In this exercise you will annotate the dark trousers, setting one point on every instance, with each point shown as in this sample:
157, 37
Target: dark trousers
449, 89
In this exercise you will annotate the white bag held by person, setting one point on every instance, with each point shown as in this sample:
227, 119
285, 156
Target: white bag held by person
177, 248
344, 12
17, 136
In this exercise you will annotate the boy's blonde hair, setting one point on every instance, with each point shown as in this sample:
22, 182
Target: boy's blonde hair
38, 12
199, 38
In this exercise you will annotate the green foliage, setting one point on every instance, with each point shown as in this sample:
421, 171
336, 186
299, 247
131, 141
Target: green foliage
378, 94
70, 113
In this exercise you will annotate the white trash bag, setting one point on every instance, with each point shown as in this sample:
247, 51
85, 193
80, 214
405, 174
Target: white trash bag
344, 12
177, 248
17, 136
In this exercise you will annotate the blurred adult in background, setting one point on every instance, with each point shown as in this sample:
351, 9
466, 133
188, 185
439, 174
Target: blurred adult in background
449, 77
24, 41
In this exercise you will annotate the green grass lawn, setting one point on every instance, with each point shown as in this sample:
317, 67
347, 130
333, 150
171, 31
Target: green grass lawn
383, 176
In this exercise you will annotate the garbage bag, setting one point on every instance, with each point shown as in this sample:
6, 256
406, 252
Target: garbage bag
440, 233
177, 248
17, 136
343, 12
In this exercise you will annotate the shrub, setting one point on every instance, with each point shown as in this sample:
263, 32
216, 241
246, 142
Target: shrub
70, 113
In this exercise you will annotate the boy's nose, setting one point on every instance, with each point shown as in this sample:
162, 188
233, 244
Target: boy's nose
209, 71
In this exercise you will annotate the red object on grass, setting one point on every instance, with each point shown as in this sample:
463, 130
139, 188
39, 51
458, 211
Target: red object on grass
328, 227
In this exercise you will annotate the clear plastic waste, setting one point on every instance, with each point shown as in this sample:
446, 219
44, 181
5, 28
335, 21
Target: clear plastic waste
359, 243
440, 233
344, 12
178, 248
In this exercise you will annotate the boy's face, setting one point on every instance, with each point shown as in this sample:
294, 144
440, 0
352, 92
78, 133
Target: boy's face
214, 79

**Prompt:**
Reproduce all of the records above word for word, changing nothing.

**Completed task:**
In this exercise you will annotate the dark trousers, setting one point on every instance, with each point shown as in this sample:
157, 37
Target: dark trousers
449, 89
In this exercise you will annotate the white bag held by person, setting one point on every instance, with each point shown as in this sample:
227, 119
285, 156
Target: white bag held by person
177, 248
344, 12
17, 136
In this exercise you will annotate the boy's blonde hair, setting one point on every instance, with each point shown as in this sample:
22, 182
Target: boy's blonde hair
38, 12
199, 38
In this exercise you will annotate the green foliage, setting one point on every instance, with each point shown as in this sample:
421, 171
336, 186
299, 247
131, 141
Target: green foliage
378, 94
70, 113
In this exercise you will annotate the white trash bag, setting one point on every instance, with each point shown as in this sample:
247, 51
85, 193
80, 214
405, 174
Target: white trash bag
344, 12
177, 248
17, 136
In this exercise you will annotate the blurred adult in background, setting one point on every instance, with each point shown as in this sample:
351, 9
466, 133
188, 185
439, 174
Target: blurred adult in background
449, 77
24, 41
In this exercise you will annotate the green grass lawn, setting one point on every instance, with each point shown as in this sample:
317, 67
347, 130
333, 150
171, 31
Target: green grass lawn
383, 176
In this exercise you will annotate the garbage bag, setting one point on every instance, with each point shown as in this sample:
6, 256
406, 252
Target: garbage bag
440, 233
177, 248
17, 136
343, 12
In this exercise you will annotate the shrub, setting one point on every instance, with each point shown as in this sample:
263, 32
216, 241
246, 142
Target: shrub
70, 113
In this exercise you will annotate the boy's nose, setting one point on every instance, with each point shown as in this sample:
162, 188
233, 244
Target: boy's nose
209, 71
In this exercise you will annotate the red object on grass, setting one point on every instance, with each point shown as in this sample:
463, 130
139, 188
39, 51
458, 211
Target: red object on grass
328, 227
In this exercise you will annotate the clear plastic waste, setting one point on every instance, with each point shown as in this sample:
446, 219
44, 181
5, 28
335, 21
Target: clear plastic waste
359, 243
440, 233
344, 12
178, 248
In this exercise you will annotate the boy's face, setting one point on every instance, with each point shown as in this sample:
294, 144
440, 0
352, 92
78, 133
Target: boy's face
214, 79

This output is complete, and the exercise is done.